*YOUR TASKS*:
a - Copy the stretch of the CHP headquarters piece from "The bill, AB" through "for CHP's headquarters.", swapping "undetermined" for "unspecified".
b - Extend the CHP headquarters piece with a few sentences that pick up after its final line.

*QUOTED TEXT*:
····················
A bill to make it easier for the California Highway Patrol to relocate its headquarters to West Sacramento cleared the State Senate by unanimous consent, Tuesday, and is headed to Governor Arnold Schwarzenegger's desk for signature.

The bill, AB 443, is authored by Assemblywoman Lois Wolk, D-Yolo, at the behest of the CHP. If signed, it will allow the CHP to relocate its Broadway headquarters and four administrative offices under one roof within 20 miles from Sacramento proper, at an undetermined site. In a 2002 study, the Department of General Services Real Estate Division identified four out of six proposed locations in West Sacramento as relocation alternatives for CHP's headquarters.

Fran Clader, a spokeswoman for CHP, said the next step is for the Department of General Services to prepare a request for a formal proposal. "We haven't gotten down to negotiation, lease … or building yet," Clader said.

Current law restricts the CHP, which absorbed the role of California State Police in 1995, from moving out of Sacramento. The law was written in 1959, to stop the CHP's commissioner at the time from taking flight to Los Angeles.
····················
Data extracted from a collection
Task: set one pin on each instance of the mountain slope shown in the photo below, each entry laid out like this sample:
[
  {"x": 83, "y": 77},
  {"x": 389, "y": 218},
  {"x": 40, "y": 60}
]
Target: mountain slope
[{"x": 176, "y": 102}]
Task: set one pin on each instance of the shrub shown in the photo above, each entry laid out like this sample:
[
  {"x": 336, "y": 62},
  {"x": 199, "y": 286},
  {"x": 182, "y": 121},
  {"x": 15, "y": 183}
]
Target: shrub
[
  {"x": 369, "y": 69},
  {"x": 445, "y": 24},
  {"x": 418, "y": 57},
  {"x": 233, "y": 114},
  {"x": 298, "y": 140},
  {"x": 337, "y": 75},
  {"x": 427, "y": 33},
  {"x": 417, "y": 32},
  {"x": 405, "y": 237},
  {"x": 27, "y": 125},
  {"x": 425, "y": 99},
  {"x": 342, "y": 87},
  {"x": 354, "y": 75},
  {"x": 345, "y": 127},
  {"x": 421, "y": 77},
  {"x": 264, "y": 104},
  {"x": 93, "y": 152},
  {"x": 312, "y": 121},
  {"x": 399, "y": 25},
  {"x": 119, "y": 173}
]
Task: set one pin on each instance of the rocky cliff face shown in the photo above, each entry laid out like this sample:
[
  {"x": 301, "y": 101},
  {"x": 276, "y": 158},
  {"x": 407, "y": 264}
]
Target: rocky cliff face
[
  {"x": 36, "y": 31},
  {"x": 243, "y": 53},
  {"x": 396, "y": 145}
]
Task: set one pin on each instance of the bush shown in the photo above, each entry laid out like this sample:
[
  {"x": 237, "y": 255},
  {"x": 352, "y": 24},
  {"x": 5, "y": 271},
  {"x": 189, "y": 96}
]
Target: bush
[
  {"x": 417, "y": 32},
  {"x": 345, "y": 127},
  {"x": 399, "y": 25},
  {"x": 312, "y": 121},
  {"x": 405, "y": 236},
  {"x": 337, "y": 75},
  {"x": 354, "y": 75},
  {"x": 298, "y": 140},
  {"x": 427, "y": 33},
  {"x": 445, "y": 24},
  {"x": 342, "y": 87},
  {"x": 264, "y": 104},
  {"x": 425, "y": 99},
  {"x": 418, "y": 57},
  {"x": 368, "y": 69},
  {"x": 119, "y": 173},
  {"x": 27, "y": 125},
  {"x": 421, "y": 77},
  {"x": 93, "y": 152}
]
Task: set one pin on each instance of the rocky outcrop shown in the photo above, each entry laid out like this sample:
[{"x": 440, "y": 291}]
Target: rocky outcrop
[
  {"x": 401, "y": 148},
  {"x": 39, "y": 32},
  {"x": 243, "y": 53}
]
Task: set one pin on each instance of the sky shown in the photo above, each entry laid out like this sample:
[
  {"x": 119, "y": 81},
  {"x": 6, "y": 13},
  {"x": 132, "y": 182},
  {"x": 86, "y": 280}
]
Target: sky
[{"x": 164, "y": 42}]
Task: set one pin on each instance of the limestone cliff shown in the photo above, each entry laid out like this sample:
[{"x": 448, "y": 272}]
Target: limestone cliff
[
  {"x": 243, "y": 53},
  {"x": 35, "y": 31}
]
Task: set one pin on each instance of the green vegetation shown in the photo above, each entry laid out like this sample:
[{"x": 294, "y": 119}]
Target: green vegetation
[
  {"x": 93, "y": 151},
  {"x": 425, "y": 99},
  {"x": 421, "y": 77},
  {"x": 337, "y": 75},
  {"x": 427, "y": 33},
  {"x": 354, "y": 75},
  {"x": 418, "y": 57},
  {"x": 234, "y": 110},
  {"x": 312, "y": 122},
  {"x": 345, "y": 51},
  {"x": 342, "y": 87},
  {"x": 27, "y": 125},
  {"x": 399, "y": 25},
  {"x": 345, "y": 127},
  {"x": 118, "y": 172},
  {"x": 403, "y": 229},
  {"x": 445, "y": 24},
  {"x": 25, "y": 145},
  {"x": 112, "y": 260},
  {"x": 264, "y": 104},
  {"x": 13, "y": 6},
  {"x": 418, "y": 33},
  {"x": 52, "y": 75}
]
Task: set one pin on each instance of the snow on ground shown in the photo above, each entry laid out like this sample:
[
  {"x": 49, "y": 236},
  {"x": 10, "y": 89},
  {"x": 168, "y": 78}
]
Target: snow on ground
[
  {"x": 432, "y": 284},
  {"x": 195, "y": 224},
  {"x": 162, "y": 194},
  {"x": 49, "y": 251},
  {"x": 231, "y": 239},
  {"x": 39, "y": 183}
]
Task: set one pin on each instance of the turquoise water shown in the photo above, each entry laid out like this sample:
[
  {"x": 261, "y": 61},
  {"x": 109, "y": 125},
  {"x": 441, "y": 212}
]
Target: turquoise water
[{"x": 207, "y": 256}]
····················
*IN RESPONSE*:
a -
The bill, AB 443, is authored by Assemblywoman Lois Wolk, D-Yolo, at the behest of the CHP. If signed, it will allow the CHP to relocate its Broadway headquarters and four administrative offices under one roof within 20 miles from Sacramento proper, at an unspecified site. In a 2002 study, the Department of General Services Real Estate Division identified four out of six proposed locations in West Sacramento as relocation alternatives for CHP's headquarters.

b -
But Wolk said the agency hasn't been able to find a suitable location these days within Sacramento city limits. "West Sacramento is actually closer to downtown than many of the suburbs," Wolk said. She added that the CHP already has their academy located on the other side of the Tower Bridge, and that she consulted with Senator Darrell Steinberg, D-Sacramento, on the legislation.

The California State Teachers Retirement System is set to move into its new West Sacramento facility soon, said Val Toppenberg, redevelopment director for West Sacramento. The new CalSTRS building is the latest example -- since the 400,000 square foot Ziggurat building that houses the Department of General Services' offices, and the CHP's academy -- of large state agencies moving to West Sacramento. Toppenberg said that he is working with developers to support them in bringing more state offices to West Sacramento.

Clader said moving to a new headquarters will affect 900 employees, some of whom have had to make due working in small conference and storage rooms.
The protective services division of CHP -- which provides protection for the governor, state buildings and some constitutional officers -- will remain on 9th Street, Clader said. But she said the state stands to benefit by having the CHP's administrative officers, enforcement services, information services, and the office of air operations all in one building.

"The consolidation will help with communication," Clader said. "It will enhance efficiency, save money, and improve coordination and response during emergencies."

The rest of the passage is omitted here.